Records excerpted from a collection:
[Start of Attachment]
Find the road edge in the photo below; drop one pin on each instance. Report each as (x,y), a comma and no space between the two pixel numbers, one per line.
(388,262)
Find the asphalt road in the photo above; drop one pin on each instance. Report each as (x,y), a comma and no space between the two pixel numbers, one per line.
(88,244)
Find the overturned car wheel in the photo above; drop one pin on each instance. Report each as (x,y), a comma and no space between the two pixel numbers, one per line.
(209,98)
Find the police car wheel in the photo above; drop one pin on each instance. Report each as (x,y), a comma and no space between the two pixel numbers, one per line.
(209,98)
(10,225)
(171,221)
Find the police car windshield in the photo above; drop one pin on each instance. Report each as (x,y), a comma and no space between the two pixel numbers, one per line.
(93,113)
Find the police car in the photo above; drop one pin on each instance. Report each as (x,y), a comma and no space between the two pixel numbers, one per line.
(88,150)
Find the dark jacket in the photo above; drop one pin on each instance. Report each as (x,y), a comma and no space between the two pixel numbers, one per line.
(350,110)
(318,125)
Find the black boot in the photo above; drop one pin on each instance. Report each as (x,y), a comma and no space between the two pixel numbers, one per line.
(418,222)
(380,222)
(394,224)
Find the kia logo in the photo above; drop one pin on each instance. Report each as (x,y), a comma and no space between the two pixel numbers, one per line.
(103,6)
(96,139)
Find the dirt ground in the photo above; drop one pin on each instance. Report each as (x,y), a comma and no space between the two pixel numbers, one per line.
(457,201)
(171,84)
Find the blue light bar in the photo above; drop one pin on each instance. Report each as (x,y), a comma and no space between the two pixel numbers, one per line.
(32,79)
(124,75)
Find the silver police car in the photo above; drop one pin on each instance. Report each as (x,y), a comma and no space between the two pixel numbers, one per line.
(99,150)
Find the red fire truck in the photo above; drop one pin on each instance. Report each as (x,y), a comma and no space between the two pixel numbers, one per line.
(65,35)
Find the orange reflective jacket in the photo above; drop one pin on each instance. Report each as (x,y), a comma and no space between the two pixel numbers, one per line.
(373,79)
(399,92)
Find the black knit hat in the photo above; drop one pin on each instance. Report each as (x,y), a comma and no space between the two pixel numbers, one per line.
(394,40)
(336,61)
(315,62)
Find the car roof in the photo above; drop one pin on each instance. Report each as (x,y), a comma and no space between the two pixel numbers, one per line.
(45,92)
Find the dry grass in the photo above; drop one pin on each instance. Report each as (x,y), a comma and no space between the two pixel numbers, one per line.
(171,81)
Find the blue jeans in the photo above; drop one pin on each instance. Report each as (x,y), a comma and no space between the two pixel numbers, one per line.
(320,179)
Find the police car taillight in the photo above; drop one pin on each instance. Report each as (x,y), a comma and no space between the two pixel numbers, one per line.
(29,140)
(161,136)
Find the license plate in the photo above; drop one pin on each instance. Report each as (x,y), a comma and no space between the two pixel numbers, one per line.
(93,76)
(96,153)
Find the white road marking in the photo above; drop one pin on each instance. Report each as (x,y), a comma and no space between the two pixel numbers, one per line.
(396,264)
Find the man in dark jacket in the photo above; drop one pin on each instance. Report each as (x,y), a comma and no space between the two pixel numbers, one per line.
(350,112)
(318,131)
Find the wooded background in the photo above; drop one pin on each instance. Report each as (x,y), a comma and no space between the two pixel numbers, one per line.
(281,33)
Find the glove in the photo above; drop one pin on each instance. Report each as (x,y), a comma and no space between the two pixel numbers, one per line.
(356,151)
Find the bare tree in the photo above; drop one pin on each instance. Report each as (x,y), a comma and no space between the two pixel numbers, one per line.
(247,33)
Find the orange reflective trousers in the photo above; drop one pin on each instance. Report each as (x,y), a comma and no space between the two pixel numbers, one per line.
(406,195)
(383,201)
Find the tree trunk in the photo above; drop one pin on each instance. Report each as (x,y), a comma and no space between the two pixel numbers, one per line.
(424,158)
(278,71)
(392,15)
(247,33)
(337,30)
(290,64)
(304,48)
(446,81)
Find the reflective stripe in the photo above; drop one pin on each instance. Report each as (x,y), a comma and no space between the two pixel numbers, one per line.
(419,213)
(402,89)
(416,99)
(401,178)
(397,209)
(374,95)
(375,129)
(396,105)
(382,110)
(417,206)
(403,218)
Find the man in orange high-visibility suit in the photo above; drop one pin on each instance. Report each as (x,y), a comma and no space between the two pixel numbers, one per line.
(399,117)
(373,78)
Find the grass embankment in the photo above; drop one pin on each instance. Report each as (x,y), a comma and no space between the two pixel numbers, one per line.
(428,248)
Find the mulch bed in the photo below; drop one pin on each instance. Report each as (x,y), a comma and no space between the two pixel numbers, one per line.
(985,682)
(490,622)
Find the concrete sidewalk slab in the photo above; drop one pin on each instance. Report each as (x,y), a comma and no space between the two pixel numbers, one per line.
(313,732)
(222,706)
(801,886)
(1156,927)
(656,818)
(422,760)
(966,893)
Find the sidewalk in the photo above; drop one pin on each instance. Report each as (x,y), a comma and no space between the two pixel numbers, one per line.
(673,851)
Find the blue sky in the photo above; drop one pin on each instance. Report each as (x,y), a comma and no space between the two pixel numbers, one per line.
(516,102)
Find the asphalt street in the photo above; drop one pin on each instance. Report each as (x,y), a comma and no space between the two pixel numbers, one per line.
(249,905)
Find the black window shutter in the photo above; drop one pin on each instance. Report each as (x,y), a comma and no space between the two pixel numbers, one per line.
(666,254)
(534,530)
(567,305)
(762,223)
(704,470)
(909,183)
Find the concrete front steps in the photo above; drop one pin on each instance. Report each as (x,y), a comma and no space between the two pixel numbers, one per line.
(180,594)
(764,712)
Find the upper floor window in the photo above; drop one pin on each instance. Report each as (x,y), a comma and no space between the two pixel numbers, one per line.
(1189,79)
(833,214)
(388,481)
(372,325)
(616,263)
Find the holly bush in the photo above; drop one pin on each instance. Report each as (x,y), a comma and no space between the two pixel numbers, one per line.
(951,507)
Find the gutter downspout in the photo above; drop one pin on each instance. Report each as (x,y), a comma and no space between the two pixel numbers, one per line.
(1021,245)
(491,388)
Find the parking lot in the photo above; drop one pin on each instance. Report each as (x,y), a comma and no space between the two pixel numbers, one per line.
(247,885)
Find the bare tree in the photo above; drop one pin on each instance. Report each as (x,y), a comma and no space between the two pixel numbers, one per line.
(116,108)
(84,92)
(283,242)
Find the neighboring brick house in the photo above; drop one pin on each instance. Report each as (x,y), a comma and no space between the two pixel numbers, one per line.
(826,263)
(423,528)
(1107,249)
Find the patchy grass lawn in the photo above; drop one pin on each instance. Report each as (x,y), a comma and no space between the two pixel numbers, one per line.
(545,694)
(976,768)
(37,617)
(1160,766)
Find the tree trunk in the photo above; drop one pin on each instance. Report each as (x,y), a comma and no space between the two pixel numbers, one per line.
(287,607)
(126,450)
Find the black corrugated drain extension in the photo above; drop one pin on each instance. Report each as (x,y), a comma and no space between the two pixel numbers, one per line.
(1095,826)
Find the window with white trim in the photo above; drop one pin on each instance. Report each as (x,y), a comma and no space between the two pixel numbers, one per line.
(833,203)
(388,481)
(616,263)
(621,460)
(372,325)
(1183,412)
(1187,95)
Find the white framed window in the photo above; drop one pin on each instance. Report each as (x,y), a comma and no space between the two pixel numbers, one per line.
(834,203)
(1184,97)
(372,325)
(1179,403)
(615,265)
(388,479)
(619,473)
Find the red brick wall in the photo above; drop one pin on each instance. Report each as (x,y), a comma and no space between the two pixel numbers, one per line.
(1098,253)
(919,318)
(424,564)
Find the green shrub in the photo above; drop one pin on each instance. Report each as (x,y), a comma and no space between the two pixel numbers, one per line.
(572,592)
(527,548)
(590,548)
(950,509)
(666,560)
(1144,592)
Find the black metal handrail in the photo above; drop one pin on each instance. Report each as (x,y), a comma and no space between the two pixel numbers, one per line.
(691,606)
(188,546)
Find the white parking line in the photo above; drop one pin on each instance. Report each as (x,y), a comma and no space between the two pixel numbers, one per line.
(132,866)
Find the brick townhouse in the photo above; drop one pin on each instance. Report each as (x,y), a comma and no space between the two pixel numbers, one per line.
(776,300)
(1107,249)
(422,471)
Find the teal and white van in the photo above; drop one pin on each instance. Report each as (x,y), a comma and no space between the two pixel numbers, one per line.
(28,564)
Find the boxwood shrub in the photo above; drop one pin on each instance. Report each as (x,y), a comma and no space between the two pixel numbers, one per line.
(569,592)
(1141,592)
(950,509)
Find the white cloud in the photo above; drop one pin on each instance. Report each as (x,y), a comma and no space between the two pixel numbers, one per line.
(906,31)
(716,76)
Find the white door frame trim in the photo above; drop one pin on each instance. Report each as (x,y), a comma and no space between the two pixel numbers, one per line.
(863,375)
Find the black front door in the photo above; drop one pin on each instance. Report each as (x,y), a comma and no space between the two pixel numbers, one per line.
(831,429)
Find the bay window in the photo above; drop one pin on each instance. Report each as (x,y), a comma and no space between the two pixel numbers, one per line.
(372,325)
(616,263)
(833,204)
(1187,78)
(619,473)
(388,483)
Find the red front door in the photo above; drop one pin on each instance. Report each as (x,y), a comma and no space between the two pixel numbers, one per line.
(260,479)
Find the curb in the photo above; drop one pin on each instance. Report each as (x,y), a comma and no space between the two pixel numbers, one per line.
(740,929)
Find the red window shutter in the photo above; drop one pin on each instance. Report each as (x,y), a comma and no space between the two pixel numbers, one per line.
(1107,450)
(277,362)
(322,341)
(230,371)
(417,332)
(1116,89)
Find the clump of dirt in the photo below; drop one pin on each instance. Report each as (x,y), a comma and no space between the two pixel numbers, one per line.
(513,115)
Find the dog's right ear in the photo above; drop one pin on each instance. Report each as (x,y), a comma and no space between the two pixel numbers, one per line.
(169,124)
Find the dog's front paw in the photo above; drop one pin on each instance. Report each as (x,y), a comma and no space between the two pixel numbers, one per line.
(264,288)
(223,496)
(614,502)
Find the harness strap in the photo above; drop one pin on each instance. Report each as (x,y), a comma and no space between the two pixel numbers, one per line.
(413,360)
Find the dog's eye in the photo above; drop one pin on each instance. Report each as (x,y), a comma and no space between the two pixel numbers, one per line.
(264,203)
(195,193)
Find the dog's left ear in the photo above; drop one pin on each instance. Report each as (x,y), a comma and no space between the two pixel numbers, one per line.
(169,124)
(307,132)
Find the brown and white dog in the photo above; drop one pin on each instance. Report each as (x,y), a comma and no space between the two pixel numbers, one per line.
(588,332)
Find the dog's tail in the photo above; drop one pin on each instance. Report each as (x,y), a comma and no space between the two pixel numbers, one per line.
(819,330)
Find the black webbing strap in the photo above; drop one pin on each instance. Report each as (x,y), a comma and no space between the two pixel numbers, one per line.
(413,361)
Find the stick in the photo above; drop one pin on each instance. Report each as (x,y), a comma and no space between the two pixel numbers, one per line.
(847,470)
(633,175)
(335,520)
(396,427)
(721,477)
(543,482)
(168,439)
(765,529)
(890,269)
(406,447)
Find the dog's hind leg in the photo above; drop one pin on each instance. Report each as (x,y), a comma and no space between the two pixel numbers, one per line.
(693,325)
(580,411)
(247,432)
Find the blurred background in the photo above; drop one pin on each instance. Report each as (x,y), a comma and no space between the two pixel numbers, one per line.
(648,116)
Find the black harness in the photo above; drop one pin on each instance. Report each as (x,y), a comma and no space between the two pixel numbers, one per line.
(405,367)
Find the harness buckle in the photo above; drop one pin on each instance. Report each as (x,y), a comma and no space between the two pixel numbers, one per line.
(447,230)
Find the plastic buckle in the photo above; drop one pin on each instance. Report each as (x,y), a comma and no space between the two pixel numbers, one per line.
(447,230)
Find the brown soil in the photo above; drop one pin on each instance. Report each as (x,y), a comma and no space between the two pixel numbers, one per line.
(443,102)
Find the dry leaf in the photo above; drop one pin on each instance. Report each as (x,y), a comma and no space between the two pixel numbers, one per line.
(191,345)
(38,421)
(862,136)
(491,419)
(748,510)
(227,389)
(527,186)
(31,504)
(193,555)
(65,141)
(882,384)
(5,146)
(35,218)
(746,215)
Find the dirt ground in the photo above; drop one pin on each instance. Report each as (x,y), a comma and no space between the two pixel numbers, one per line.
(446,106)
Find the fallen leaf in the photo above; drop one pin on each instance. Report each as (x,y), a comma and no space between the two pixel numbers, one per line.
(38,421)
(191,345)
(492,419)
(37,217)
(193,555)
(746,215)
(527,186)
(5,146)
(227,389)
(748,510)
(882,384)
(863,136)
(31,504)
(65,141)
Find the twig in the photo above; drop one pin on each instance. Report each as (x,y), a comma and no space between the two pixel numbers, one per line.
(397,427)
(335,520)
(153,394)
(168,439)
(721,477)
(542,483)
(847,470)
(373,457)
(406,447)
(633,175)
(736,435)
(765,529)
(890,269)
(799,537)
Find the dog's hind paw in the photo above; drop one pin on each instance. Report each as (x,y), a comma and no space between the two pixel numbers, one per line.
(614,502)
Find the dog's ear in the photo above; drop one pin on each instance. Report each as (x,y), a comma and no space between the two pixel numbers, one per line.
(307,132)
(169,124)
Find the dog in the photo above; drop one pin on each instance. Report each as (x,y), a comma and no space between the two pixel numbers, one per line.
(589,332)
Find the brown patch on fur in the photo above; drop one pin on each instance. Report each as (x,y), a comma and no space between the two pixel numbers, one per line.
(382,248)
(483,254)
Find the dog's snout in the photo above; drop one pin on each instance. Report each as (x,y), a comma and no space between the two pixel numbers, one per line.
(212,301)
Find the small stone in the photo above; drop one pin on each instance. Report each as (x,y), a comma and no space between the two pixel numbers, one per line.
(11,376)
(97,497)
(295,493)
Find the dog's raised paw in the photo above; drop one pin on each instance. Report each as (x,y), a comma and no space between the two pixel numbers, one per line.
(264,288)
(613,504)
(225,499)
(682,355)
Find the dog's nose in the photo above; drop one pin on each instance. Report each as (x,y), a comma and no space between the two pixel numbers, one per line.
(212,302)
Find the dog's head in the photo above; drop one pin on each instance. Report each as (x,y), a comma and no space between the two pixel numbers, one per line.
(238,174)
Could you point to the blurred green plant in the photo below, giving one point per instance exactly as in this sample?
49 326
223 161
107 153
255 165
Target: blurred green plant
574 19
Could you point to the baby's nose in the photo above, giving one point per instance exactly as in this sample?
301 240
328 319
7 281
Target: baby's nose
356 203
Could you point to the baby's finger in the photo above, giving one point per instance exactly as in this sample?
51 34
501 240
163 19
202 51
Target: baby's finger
[End of Attachment]
* Required action: Only the number of lines in the data that hold "finger" should be stated.

* Answer to this task: 2